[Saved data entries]
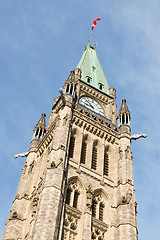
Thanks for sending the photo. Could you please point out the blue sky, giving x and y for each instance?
(41, 41)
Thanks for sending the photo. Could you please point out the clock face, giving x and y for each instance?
(91, 104)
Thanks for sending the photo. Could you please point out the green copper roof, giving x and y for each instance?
(91, 70)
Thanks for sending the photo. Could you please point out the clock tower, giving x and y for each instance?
(77, 181)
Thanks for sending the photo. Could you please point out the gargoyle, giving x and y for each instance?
(21, 155)
(137, 136)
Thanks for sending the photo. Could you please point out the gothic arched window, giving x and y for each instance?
(94, 156)
(67, 88)
(71, 147)
(94, 208)
(83, 152)
(68, 196)
(101, 207)
(106, 164)
(75, 200)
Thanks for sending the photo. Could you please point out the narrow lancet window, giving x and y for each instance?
(94, 205)
(106, 164)
(71, 147)
(75, 200)
(68, 196)
(83, 152)
(94, 158)
(101, 208)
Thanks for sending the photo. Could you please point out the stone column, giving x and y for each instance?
(88, 215)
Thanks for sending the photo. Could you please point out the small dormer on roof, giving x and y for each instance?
(124, 115)
(40, 128)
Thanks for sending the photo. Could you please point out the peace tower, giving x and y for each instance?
(77, 181)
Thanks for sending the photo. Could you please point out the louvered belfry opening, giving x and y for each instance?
(94, 156)
(71, 147)
(83, 152)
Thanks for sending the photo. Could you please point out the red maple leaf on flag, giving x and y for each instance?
(95, 23)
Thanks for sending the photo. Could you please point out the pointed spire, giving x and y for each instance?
(40, 128)
(91, 70)
(124, 115)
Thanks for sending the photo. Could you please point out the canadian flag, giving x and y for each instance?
(95, 23)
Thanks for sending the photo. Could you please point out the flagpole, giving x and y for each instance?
(93, 25)
(91, 37)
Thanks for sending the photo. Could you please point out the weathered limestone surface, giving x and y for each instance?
(82, 188)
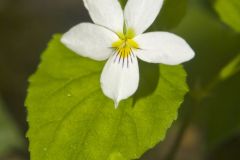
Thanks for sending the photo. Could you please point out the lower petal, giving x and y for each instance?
(120, 77)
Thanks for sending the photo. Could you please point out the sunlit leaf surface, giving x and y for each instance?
(229, 11)
(71, 119)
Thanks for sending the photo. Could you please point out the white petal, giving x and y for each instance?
(120, 81)
(163, 47)
(106, 13)
(140, 14)
(90, 40)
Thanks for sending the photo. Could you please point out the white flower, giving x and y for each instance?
(118, 36)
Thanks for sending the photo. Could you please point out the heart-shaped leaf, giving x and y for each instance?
(71, 119)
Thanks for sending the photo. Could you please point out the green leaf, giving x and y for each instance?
(71, 119)
(171, 14)
(10, 137)
(231, 68)
(229, 11)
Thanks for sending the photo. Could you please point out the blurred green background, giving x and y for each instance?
(208, 127)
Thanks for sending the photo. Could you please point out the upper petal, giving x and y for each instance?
(107, 13)
(140, 14)
(163, 47)
(120, 78)
(90, 40)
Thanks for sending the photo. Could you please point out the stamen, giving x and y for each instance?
(124, 48)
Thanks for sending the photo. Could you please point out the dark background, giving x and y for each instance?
(213, 128)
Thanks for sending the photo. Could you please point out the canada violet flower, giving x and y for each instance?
(119, 36)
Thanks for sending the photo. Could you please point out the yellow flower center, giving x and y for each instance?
(125, 44)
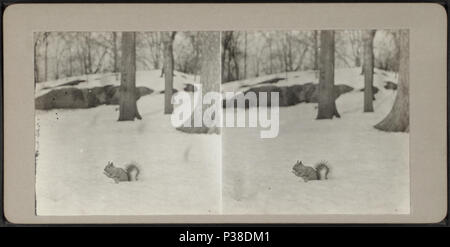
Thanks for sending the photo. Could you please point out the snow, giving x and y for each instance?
(184, 173)
(177, 175)
(369, 168)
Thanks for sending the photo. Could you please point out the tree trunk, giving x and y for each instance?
(46, 56)
(168, 72)
(128, 108)
(245, 55)
(209, 78)
(368, 73)
(115, 53)
(398, 118)
(36, 66)
(327, 105)
(316, 50)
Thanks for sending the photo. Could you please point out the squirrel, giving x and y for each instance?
(320, 172)
(130, 173)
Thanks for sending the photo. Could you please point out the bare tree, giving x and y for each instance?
(316, 50)
(168, 38)
(128, 108)
(209, 79)
(115, 53)
(398, 118)
(327, 105)
(368, 73)
(45, 39)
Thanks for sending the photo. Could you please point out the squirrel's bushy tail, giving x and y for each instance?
(322, 169)
(133, 171)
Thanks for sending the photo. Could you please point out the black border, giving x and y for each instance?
(279, 232)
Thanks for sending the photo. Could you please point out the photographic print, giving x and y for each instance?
(222, 122)
(339, 143)
(105, 143)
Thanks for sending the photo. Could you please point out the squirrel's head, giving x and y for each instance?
(297, 167)
(109, 166)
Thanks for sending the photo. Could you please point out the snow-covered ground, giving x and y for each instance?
(369, 168)
(184, 173)
(177, 175)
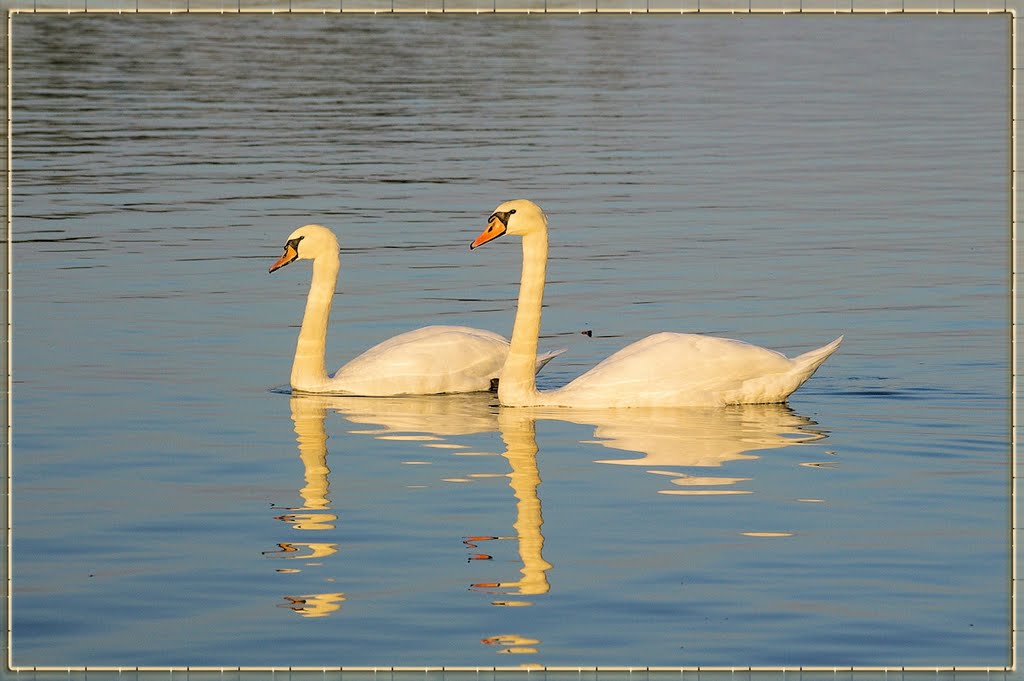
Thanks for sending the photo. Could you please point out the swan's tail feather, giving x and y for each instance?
(810, 360)
(544, 358)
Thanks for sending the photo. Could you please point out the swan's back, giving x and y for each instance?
(428, 360)
(690, 370)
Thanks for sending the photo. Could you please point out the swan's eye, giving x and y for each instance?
(501, 217)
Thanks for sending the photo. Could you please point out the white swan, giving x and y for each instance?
(429, 360)
(664, 370)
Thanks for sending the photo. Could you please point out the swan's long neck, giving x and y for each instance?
(308, 370)
(517, 386)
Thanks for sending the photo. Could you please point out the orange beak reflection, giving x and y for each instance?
(290, 255)
(495, 229)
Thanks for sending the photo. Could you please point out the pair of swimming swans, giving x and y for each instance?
(664, 370)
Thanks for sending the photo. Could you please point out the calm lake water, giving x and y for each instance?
(782, 180)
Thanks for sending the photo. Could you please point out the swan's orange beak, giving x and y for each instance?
(290, 254)
(496, 227)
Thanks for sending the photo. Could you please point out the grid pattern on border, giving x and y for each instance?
(528, 6)
(939, 673)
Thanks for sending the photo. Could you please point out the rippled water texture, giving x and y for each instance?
(782, 180)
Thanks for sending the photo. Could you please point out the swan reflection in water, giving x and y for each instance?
(659, 438)
(308, 417)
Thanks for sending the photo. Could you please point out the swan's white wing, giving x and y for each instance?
(682, 370)
(428, 360)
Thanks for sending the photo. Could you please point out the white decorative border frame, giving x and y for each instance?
(433, 673)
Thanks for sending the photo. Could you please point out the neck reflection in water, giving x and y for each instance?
(659, 438)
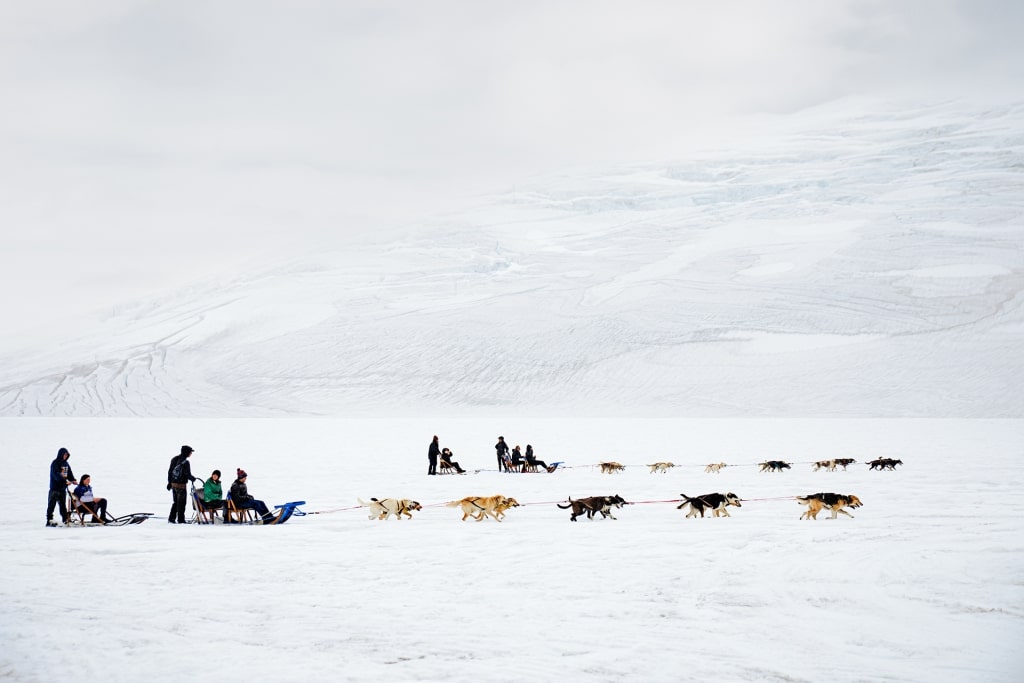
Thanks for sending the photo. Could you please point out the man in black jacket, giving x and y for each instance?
(60, 476)
(432, 453)
(503, 450)
(179, 472)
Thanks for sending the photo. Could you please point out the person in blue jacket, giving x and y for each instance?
(60, 476)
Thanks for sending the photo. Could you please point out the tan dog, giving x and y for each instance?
(479, 506)
(384, 508)
(836, 502)
(503, 506)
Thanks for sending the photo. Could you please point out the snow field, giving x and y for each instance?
(925, 584)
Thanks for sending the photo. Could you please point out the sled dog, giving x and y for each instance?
(835, 502)
(479, 507)
(884, 464)
(593, 505)
(717, 503)
(384, 508)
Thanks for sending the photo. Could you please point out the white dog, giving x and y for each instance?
(384, 508)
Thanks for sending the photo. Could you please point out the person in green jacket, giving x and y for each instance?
(212, 493)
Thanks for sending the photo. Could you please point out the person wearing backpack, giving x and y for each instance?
(177, 474)
(60, 476)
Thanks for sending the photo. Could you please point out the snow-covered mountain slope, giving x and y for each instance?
(870, 265)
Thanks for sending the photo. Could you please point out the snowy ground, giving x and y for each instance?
(926, 584)
(883, 250)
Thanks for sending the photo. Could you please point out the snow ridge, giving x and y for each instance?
(870, 267)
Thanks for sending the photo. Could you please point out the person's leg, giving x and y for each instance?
(261, 510)
(179, 502)
(51, 502)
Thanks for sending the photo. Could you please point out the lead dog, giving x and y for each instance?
(382, 509)
(593, 505)
(836, 502)
(717, 503)
(479, 507)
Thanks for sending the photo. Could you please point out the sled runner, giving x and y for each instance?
(82, 514)
(284, 512)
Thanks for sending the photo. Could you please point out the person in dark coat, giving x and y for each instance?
(502, 449)
(60, 476)
(242, 499)
(176, 484)
(534, 462)
(432, 453)
(516, 459)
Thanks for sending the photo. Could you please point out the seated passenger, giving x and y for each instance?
(213, 493)
(534, 462)
(97, 506)
(446, 459)
(242, 499)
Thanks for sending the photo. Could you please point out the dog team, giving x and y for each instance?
(511, 460)
(479, 507)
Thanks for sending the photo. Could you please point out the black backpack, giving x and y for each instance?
(178, 470)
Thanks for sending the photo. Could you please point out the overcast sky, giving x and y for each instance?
(145, 144)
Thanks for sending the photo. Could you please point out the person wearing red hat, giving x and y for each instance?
(242, 499)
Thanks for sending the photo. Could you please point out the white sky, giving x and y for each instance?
(145, 144)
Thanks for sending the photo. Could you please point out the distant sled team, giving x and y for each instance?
(84, 508)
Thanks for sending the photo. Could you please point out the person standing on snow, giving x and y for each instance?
(502, 449)
(432, 453)
(60, 476)
(179, 472)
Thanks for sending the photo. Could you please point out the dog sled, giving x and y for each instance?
(283, 513)
(232, 514)
(83, 514)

Work task:
Your answer must consist solely of the lines from the one containing "sled, giving x and y for each instance?" through the last line of the entries, reproduced exactly.

Your response:
Thanks for sending the photo. Could you please point out the dog sled, giving x and y for each instance?
(283, 513)
(232, 514)
(83, 514)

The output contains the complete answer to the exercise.